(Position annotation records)
::::

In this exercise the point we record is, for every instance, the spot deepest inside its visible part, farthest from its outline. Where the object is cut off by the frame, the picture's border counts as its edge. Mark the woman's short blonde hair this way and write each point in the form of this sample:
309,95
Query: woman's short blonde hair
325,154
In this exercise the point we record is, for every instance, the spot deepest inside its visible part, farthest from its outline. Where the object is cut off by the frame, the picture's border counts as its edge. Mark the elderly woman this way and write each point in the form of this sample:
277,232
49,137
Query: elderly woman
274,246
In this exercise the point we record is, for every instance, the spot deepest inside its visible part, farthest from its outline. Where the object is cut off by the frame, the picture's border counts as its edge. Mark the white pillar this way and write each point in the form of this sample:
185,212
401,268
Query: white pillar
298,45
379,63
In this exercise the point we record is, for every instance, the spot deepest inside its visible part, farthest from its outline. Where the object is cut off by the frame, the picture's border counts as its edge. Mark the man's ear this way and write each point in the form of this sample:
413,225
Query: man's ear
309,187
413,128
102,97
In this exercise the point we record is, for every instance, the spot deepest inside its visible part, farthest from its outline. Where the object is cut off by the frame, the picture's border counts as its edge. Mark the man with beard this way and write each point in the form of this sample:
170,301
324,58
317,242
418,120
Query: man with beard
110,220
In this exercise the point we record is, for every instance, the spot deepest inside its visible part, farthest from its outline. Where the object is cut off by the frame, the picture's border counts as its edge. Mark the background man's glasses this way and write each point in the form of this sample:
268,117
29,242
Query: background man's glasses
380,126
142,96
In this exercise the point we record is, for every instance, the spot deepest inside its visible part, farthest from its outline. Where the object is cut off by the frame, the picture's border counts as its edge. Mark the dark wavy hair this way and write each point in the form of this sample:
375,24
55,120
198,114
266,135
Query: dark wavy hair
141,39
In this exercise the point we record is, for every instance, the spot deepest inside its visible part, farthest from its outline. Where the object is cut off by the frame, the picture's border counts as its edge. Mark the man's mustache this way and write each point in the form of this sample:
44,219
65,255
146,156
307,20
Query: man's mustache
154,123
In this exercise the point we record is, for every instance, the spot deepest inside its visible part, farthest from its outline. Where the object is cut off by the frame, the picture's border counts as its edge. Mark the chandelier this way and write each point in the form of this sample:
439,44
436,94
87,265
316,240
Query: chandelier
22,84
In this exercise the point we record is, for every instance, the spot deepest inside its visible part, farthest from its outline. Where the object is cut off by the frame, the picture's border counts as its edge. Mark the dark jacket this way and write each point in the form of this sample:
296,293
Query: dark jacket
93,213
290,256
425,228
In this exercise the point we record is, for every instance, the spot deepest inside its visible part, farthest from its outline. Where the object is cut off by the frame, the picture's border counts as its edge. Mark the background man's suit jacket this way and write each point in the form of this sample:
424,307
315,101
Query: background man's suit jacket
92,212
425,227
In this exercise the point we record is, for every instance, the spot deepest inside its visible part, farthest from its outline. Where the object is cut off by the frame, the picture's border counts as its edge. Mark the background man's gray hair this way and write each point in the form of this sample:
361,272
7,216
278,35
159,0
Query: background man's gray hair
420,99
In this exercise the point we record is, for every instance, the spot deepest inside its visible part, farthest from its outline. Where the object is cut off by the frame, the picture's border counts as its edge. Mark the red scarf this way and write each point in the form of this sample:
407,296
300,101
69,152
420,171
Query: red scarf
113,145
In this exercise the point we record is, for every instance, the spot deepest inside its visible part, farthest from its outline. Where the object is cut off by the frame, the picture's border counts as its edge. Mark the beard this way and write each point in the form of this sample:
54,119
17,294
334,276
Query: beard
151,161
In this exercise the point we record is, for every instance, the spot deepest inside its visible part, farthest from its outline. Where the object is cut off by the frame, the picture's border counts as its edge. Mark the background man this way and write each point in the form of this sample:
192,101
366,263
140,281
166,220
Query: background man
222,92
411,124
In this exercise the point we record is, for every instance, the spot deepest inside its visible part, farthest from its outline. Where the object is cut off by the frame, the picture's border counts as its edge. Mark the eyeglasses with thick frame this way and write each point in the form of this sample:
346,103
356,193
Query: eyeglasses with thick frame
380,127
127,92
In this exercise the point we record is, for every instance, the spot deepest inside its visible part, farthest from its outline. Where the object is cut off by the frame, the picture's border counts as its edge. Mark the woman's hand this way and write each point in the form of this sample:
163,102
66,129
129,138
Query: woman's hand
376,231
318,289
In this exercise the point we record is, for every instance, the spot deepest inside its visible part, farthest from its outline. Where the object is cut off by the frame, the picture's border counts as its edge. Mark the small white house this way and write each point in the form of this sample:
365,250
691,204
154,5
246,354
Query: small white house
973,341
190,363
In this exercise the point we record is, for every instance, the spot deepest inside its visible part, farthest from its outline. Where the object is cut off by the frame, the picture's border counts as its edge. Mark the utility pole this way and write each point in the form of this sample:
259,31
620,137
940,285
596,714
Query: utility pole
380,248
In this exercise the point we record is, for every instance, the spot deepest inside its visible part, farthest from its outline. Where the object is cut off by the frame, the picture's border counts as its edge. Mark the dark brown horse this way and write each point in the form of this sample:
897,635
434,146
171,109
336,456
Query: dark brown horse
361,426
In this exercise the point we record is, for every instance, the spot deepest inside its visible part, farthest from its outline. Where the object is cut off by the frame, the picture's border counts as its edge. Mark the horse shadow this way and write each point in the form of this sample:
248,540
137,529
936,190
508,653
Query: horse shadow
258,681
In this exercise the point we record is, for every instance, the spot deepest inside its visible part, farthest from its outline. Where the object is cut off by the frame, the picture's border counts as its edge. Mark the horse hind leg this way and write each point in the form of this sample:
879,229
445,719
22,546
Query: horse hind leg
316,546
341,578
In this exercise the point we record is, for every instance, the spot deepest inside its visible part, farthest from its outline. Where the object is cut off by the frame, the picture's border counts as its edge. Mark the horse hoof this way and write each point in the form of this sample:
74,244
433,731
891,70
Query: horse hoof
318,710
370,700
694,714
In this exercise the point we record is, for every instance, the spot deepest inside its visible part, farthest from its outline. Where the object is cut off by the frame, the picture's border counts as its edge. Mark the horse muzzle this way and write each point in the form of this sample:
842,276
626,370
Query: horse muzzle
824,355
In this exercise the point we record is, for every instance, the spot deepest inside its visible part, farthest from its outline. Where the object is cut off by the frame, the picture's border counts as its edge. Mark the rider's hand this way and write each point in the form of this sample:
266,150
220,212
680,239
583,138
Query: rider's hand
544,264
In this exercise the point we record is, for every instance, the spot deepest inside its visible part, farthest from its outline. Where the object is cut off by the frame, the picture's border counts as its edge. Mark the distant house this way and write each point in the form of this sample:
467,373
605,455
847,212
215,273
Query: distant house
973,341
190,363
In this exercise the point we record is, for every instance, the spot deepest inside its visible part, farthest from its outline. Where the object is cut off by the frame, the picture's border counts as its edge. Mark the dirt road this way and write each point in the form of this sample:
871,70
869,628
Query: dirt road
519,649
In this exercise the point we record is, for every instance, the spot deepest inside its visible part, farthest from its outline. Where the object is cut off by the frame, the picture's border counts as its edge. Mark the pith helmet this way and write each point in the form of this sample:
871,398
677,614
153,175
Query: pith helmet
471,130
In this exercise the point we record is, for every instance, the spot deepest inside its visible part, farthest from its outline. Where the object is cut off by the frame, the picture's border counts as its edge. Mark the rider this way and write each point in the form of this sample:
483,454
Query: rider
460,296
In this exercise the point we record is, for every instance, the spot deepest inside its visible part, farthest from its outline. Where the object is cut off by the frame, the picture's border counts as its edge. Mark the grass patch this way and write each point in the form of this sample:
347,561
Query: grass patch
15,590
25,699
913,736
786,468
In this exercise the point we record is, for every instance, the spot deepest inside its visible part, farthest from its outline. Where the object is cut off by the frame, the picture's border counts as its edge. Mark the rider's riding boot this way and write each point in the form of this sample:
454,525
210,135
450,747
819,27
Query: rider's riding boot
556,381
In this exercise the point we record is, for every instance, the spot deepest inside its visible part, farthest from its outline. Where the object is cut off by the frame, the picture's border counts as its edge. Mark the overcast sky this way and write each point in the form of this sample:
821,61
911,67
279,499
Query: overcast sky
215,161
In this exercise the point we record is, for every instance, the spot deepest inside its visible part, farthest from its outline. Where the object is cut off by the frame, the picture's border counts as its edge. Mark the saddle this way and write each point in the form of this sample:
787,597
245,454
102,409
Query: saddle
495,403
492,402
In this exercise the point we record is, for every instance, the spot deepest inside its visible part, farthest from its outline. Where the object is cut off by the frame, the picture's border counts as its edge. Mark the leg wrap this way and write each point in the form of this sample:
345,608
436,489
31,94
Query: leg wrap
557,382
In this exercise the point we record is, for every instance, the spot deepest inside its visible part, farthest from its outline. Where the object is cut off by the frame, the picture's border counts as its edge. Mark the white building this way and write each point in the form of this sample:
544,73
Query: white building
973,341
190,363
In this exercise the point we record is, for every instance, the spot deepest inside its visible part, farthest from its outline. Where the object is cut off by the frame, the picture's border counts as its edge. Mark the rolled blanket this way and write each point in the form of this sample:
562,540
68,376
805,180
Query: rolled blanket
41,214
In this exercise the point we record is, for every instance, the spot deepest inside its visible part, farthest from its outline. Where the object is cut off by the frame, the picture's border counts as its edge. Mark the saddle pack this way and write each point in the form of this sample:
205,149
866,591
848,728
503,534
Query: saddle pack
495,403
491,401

::::

▶ **EXERCISE PROMPT**: The lines to reproduce run from the line containing "Mark the rolled" to the end of the listing; write them out exactly and add nothing.

▶ **RESPONSE TO THE TASK**:
In this exercise the point we record is, for every instance, the spot deepest inside its visible part, farthest from its outline. Where the object is cut off by the frame, the picture's border counts as its edge. Mark the rolled blanket this way and write each point in the form of this sample:
562,540
68,376
805,180
Query: rolled blanket
41,214
In this exercise the point we record is, for every instance, the spot deepest inside its visible part, farthest from its outline. Where the object is cut off by the frame, the picture's border counts as its edge. Mark the saddle pack this way and write each point in the form of this sample:
205,149
866,591
848,728
503,534
Query: saddle pack
495,403
491,401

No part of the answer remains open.